_Your task:_ In the rows below, take the lines from the one holding "segment --target bride's" through the end of the rows, inclusive. Lay them out as a Markdown table with the columns No and Line, and leave out blank lines and pictures.

* BEGIN Stored records *

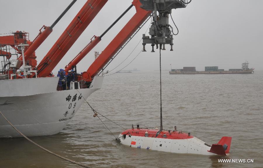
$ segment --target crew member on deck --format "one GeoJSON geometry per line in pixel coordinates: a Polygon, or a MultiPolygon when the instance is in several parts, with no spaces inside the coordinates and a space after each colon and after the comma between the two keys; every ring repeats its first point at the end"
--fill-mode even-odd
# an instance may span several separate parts
{"type": "Polygon", "coordinates": [[[58,80],[58,87],[57,87],[57,90],[59,91],[62,90],[63,89],[62,86],[62,82],[61,82],[61,81],[62,81],[62,78],[61,77],[61,72],[60,71],[58,71],[58,75],[57,75],[57,76],[59,77],[59,79],[58,80]]]}
{"type": "Polygon", "coordinates": [[[68,87],[69,87],[70,85],[70,82],[75,81],[75,76],[71,73],[71,71],[68,71],[68,74],[67,77],[67,81],[68,83],[68,87]]]}
{"type": "Polygon", "coordinates": [[[66,83],[67,83],[67,80],[66,79],[66,72],[65,71],[63,71],[63,76],[64,77],[63,78],[63,80],[62,80],[62,85],[63,87],[63,90],[67,90],[67,86],[66,85],[66,83]]]}

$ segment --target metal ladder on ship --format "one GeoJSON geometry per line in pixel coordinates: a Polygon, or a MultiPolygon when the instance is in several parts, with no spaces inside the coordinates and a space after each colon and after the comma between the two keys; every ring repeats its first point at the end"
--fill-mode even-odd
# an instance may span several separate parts
{"type": "Polygon", "coordinates": [[[107,62],[107,63],[106,64],[106,65],[105,65],[104,67],[103,67],[102,68],[102,69],[101,69],[101,72],[98,74],[98,76],[100,74],[101,74],[102,72],[106,68],[106,67],[107,67],[108,65],[109,65],[109,64],[110,64],[110,63],[111,62],[111,61],[112,61],[113,59],[114,59],[114,58],[115,58],[116,57],[116,56],[117,56],[118,55],[118,54],[119,54],[121,51],[122,50],[122,49],[123,49],[123,48],[124,48],[124,47],[125,47],[125,46],[126,45],[127,45],[127,44],[130,41],[130,40],[132,40],[132,38],[134,37],[135,35],[137,34],[138,31],[139,31],[140,30],[141,28],[143,26],[143,25],[144,25],[144,24],[145,24],[146,23],[146,22],[147,22],[148,20],[149,20],[149,19],[150,19],[152,16],[152,15],[150,15],[148,17],[147,17],[147,18],[143,22],[142,24],[141,25],[141,26],[139,26],[139,27],[137,29],[135,32],[134,32],[133,33],[133,34],[131,36],[131,37],[129,37],[129,38],[128,39],[128,40],[126,41],[126,42],[125,42],[125,43],[124,44],[123,44],[123,45],[122,45],[122,46],[120,47],[120,49],[119,49],[119,50],[118,50],[118,51],[117,51],[116,53],[115,53],[115,54],[114,54],[114,55],[111,58],[110,58],[110,60],[108,62],[107,62]]]}

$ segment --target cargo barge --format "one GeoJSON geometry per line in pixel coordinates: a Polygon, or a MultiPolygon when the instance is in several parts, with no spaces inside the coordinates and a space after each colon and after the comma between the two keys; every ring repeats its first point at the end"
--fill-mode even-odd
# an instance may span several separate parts
{"type": "Polygon", "coordinates": [[[171,69],[169,72],[171,74],[252,74],[254,72],[255,68],[249,68],[247,61],[242,63],[241,69],[229,69],[225,71],[223,69],[218,69],[218,67],[205,67],[204,71],[195,70],[195,67],[184,67],[183,69],[171,69]]]}

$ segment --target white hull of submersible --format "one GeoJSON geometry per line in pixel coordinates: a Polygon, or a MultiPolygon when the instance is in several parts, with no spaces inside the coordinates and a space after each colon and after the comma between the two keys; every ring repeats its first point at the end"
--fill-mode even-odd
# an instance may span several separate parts
{"type": "MultiPolygon", "coordinates": [[[[101,88],[103,78],[94,77],[90,88],[61,91],[56,90],[58,77],[0,80],[0,111],[26,136],[56,134],[75,115],[83,98],[101,88]]],[[[0,117],[0,138],[21,136],[0,117]]]]}
{"type": "Polygon", "coordinates": [[[229,153],[231,137],[223,137],[217,144],[211,146],[190,134],[159,131],[132,128],[120,134],[118,140],[121,144],[132,147],[173,153],[226,155],[229,153]]]}

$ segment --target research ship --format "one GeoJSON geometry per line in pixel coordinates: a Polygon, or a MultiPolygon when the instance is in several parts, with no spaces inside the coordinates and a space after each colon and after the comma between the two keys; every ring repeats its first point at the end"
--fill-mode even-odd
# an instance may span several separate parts
{"type": "Polygon", "coordinates": [[[229,69],[225,71],[223,69],[218,69],[218,67],[205,67],[204,71],[198,71],[195,67],[184,67],[183,69],[171,69],[169,72],[171,74],[252,74],[254,72],[254,68],[249,68],[248,61],[242,63],[241,69],[229,69]]]}

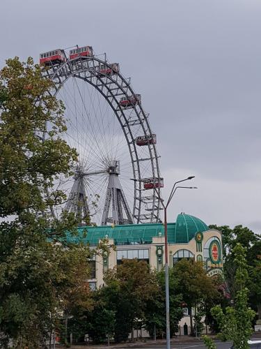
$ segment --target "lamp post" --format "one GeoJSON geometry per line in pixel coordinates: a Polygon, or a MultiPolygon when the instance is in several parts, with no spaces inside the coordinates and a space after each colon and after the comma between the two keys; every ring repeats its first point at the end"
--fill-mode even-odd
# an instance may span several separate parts
{"type": "Polygon", "coordinates": [[[195,178],[195,176],[189,176],[185,179],[175,181],[172,187],[171,193],[169,195],[167,203],[165,205],[164,200],[161,198],[159,192],[156,189],[157,198],[161,202],[164,209],[164,236],[165,236],[165,291],[166,291],[166,348],[171,349],[171,331],[170,331],[170,321],[169,321],[169,287],[168,287],[168,225],[167,225],[167,208],[173,198],[175,193],[179,188],[184,189],[197,189],[196,186],[176,186],[176,184],[182,181],[188,181],[195,178]]]}

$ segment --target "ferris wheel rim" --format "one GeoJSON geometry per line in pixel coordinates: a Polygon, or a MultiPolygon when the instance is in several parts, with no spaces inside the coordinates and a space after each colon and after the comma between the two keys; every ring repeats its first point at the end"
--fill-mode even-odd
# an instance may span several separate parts
{"type": "MultiPolygon", "coordinates": [[[[77,61],[82,63],[84,59],[79,57],[77,59],[77,61]]],[[[99,64],[104,64],[108,67],[110,67],[112,69],[111,64],[109,63],[106,60],[102,60],[97,58],[95,56],[93,56],[91,57],[88,58],[88,61],[93,62],[97,62],[99,64]]],[[[84,59],[84,61],[86,61],[84,59]]],[[[132,172],[133,172],[133,179],[134,179],[134,198],[133,198],[133,208],[132,208],[132,214],[135,220],[137,223],[143,223],[141,216],[142,216],[141,212],[141,202],[142,202],[142,191],[144,189],[142,189],[142,177],[140,170],[140,164],[141,162],[145,161],[150,161],[151,169],[152,169],[152,178],[154,179],[160,178],[160,172],[159,172],[159,156],[157,155],[156,146],[155,144],[148,144],[148,149],[150,152],[150,157],[147,159],[141,159],[139,158],[138,151],[137,151],[137,145],[136,144],[136,138],[132,133],[132,128],[130,127],[130,124],[129,124],[129,121],[127,120],[125,114],[124,109],[118,103],[118,100],[116,97],[118,97],[118,94],[113,94],[111,93],[112,91],[108,87],[108,84],[106,84],[105,82],[107,80],[110,80],[111,84],[116,84],[118,87],[118,89],[121,92],[122,96],[125,96],[126,98],[129,97],[130,95],[135,96],[136,94],[131,86],[130,81],[127,81],[126,78],[123,77],[123,75],[120,73],[120,71],[115,72],[113,75],[106,75],[104,76],[97,76],[97,70],[95,70],[94,64],[93,69],[87,68],[86,66],[84,66],[81,64],[81,68],[77,70],[74,70],[74,61],[70,61],[67,59],[64,63],[59,64],[58,66],[56,68],[54,66],[52,66],[52,69],[53,70],[52,74],[49,74],[47,70],[47,77],[50,78],[54,82],[55,85],[55,92],[52,94],[56,96],[58,91],[63,88],[64,84],[72,77],[77,77],[85,81],[86,83],[88,83],[93,87],[96,89],[101,95],[106,100],[106,102],[109,103],[110,107],[113,111],[113,114],[116,117],[118,122],[120,123],[121,129],[125,135],[125,140],[127,141],[127,144],[129,149],[129,154],[132,162],[132,172]],[[90,79],[88,79],[88,75],[86,75],[85,77],[81,76],[81,73],[86,73],[86,72],[90,73],[90,79]],[[96,75],[95,75],[96,74],[96,75]],[[113,78],[114,75],[116,75],[116,78],[113,78]],[[91,81],[90,77],[96,78],[96,81],[100,82],[100,86],[95,84],[91,81]],[[106,78],[104,80],[104,78],[106,78]],[[56,81],[56,79],[58,81],[56,81]],[[119,83],[119,81],[121,84],[119,83]],[[100,88],[101,87],[101,88],[100,88]],[[102,89],[106,89],[107,94],[109,95],[106,95],[104,92],[102,91],[102,89]],[[111,101],[109,101],[109,98],[111,98],[112,100],[115,102],[117,105],[118,110],[116,110],[113,106],[111,101]],[[120,112],[120,115],[122,117],[123,120],[125,121],[125,124],[124,125],[118,116],[118,112],[120,112]],[[125,127],[127,128],[127,133],[125,130],[125,127]],[[128,138],[128,135],[130,136],[131,141],[128,138]],[[134,151],[132,151],[130,144],[132,144],[134,151]],[[138,207],[136,205],[136,202],[138,201],[138,207]]],[[[148,115],[144,111],[144,109],[142,106],[141,102],[140,101],[138,101],[136,105],[133,106],[133,110],[134,112],[134,114],[137,117],[137,120],[139,121],[139,125],[141,126],[141,130],[143,131],[143,133],[145,136],[152,137],[153,133],[151,131],[150,123],[148,120],[148,115]],[[139,110],[138,110],[138,108],[139,110]]],[[[159,188],[158,190],[160,190],[159,188]]],[[[153,202],[151,205],[152,206],[152,214],[150,215],[150,223],[157,222],[160,221],[159,219],[159,210],[160,210],[160,201],[158,198],[155,195],[155,189],[153,189],[153,202]]],[[[144,214],[145,216],[145,215],[144,214]]],[[[148,214],[147,216],[150,215],[148,214]]],[[[145,218],[148,220],[148,218],[145,218]]],[[[145,219],[143,219],[145,220],[145,219]]]]}

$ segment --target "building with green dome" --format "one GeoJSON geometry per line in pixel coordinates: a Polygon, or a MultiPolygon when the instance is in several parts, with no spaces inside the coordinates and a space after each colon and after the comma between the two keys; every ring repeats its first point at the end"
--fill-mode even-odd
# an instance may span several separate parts
{"type": "MultiPolygon", "coordinates": [[[[164,227],[162,223],[129,224],[81,227],[79,234],[68,239],[82,242],[90,247],[106,239],[111,246],[108,256],[97,255],[90,262],[92,288],[103,283],[104,273],[122,262],[123,259],[145,260],[152,269],[164,267],[164,227]],[[113,248],[112,248],[113,246],[113,248]]],[[[209,276],[222,273],[222,239],[219,231],[211,230],[201,219],[181,213],[175,223],[168,223],[169,265],[171,267],[182,258],[204,262],[209,276]]]]}

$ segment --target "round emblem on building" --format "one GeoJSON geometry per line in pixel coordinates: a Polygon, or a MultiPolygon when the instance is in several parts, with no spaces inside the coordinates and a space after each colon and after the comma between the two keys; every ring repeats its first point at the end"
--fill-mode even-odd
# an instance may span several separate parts
{"type": "Polygon", "coordinates": [[[209,256],[212,263],[218,264],[221,259],[221,248],[219,242],[214,240],[209,246],[209,256]]]}
{"type": "Polygon", "coordinates": [[[203,235],[201,232],[198,232],[195,234],[195,239],[197,242],[202,242],[203,239],[203,235]]]}

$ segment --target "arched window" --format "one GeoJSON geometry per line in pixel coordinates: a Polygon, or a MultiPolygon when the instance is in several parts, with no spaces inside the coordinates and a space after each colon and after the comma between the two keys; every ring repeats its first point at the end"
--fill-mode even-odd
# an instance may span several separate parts
{"type": "Polygon", "coordinates": [[[194,259],[195,256],[189,250],[179,250],[173,255],[173,265],[177,263],[179,260],[182,258],[185,258],[187,260],[194,259]]]}

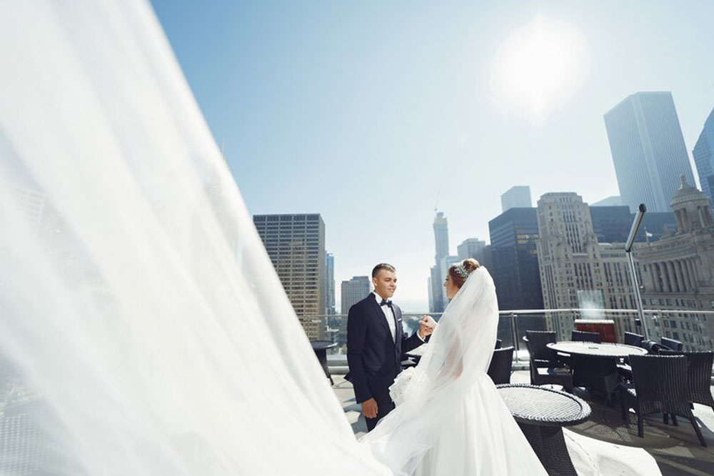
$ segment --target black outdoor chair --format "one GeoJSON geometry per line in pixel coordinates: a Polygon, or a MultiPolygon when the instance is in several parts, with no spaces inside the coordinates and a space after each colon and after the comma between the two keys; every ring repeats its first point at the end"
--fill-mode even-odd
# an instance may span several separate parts
{"type": "Polygon", "coordinates": [[[681,350],[683,344],[679,340],[675,340],[674,339],[668,339],[665,337],[660,338],[660,343],[666,347],[668,349],[673,350],[681,350]]]}
{"type": "Polygon", "coordinates": [[[684,355],[687,358],[690,400],[693,403],[701,403],[714,410],[714,397],[712,397],[711,393],[711,373],[712,364],[714,363],[714,352],[662,350],[660,355],[684,355]]]}
{"type": "Polygon", "coordinates": [[[491,365],[488,365],[488,376],[493,380],[493,383],[498,385],[501,383],[511,383],[511,369],[513,363],[513,347],[505,347],[503,349],[496,349],[493,351],[493,356],[491,357],[491,365]]]}
{"type": "MultiPolygon", "coordinates": [[[[630,355],[633,384],[621,383],[620,410],[629,426],[628,410],[637,414],[637,435],[644,436],[643,418],[670,413],[689,419],[702,446],[707,445],[690,407],[687,360],[683,355],[630,355]]],[[[676,424],[676,420],[673,420],[676,424]]]]}
{"type": "Polygon", "coordinates": [[[555,353],[546,345],[555,342],[555,333],[544,330],[526,330],[526,345],[531,360],[531,383],[542,385],[549,383],[563,385],[568,392],[573,391],[573,373],[570,368],[560,364],[555,353]]]}
{"type": "Polygon", "coordinates": [[[625,333],[625,345],[634,345],[635,347],[640,347],[642,344],[642,341],[645,340],[644,335],[640,335],[640,334],[635,334],[635,333],[625,333]]]}
{"type": "Polygon", "coordinates": [[[650,355],[656,355],[657,354],[660,353],[660,350],[672,350],[668,347],[667,347],[666,345],[663,345],[662,344],[655,342],[654,340],[643,340],[642,344],[640,345],[640,347],[644,349],[647,349],[648,353],[649,353],[650,355]]]}
{"type": "Polygon", "coordinates": [[[584,330],[570,331],[570,340],[573,342],[596,342],[600,343],[600,333],[588,333],[584,330]]]}

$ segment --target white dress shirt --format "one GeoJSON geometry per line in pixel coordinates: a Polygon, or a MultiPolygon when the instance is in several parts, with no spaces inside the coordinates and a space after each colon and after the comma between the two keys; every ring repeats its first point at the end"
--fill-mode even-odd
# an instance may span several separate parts
{"type": "MultiPolygon", "coordinates": [[[[372,291],[372,295],[373,295],[374,298],[377,300],[377,305],[379,305],[379,307],[382,309],[382,312],[384,313],[384,318],[387,320],[387,325],[389,326],[389,332],[392,334],[392,340],[396,342],[397,330],[394,324],[394,312],[392,310],[392,308],[386,304],[384,305],[380,305],[380,303],[382,302],[382,297],[381,295],[374,291],[372,291]]],[[[419,335],[418,330],[416,332],[416,336],[419,338],[422,342],[424,341],[424,340],[421,338],[421,336],[419,335]]],[[[401,338],[401,330],[400,330],[399,338],[401,338]]]]}

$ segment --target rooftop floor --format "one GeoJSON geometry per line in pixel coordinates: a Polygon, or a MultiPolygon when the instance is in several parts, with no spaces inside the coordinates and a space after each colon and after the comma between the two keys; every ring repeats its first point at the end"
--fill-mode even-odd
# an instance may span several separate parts
{"type": "MultiPolygon", "coordinates": [[[[359,437],[367,431],[361,407],[355,402],[352,384],[343,375],[333,375],[333,389],[345,414],[359,437]]],[[[511,375],[512,383],[529,383],[527,370],[518,370],[511,375]]],[[[654,457],[664,476],[714,475],[714,410],[709,407],[695,404],[694,414],[699,419],[702,433],[708,447],[699,445],[688,421],[679,418],[679,426],[665,425],[661,415],[645,418],[645,437],[637,436],[637,418],[630,415],[629,428],[625,427],[620,416],[619,405],[610,408],[600,400],[593,398],[587,391],[575,390],[575,395],[588,402],[593,412],[590,420],[580,425],[568,427],[577,433],[591,438],[623,446],[644,448],[654,457]]]]}

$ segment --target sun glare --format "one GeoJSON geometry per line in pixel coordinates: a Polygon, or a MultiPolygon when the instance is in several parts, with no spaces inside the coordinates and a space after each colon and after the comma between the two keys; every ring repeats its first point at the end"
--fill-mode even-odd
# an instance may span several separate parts
{"type": "Polygon", "coordinates": [[[491,68],[491,88],[507,113],[542,119],[582,82],[587,56],[579,31],[538,16],[501,45],[491,68]]]}

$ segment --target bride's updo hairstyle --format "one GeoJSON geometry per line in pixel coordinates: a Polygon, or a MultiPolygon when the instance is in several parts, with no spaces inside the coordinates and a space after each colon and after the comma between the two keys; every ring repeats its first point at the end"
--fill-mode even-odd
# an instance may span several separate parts
{"type": "Polygon", "coordinates": [[[468,275],[481,266],[478,261],[473,258],[467,258],[461,263],[457,263],[448,267],[448,275],[451,278],[451,282],[457,288],[461,288],[466,282],[468,275]]]}

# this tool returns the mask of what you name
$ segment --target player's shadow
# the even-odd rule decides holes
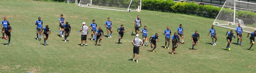
[[[192,49],[192,48],[188,48],[188,50],[197,50],[197,49],[194,48],[194,49]]]
[[[251,50],[250,50],[250,49],[249,49],[249,48],[244,48],[244,49],[243,49]]]
[[[62,40],[62,41],[65,41],[65,40]],[[68,40],[66,40],[66,41],[69,41]]]
[[[213,45],[213,43],[205,43],[205,44],[210,44],[210,45]]]
[[[232,43],[232,44],[235,44],[235,45],[238,45],[238,44],[237,44],[237,43]]]
[[[61,37],[60,36],[60,34],[57,34],[57,36],[58,36],[59,37]]]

* END Stored records *

_Correct response:_
| No | Line |
|---|---|
| 1 | $ segment --target bride's updo hairstyle --format "one GeoJSON geometry per line in pixel coordinates: a Polygon, or a MultiPolygon when the instance is in several parts, with no spaces inside the coordinates and a space after each colon and after the comma between the two keys; every ring repeats its first point at the end" |
| 2 | --fill-mode even-odd |
| 3 | # an instance may span several separate parts |
| 4 | {"type": "Polygon", "coordinates": [[[468,275],[481,266],[478,261],[473,258],[467,258],[461,263],[457,263],[448,267],[448,275],[451,278],[451,282],[457,288],[461,288],[466,282],[468,275]]]} |
| 5 | # this tool returns the mask of what you name |
| 6 | $ segment --target player's shadow |
| 7 | # the even-odd rule decides holes |
| 8 | [[[192,49],[192,48],[188,48],[188,50],[197,50],[197,49],[194,48],[194,49]]] |
| 9 | [[[251,50],[250,50],[250,49],[249,49],[249,48],[244,48],[244,49],[243,49]]] |
| 10 | [[[62,40],[62,41],[65,41],[65,40]],[[68,40],[66,40],[66,41],[69,41]]] |
| 11 | [[[213,45],[213,43],[205,43],[205,44],[210,44],[210,45]]] |
| 12 | [[[232,43],[232,44],[235,44],[235,45],[238,45],[238,44],[237,44],[237,43]]] |
| 13 | [[[61,37],[60,36],[60,34],[57,34],[57,36],[58,36],[59,37]]] |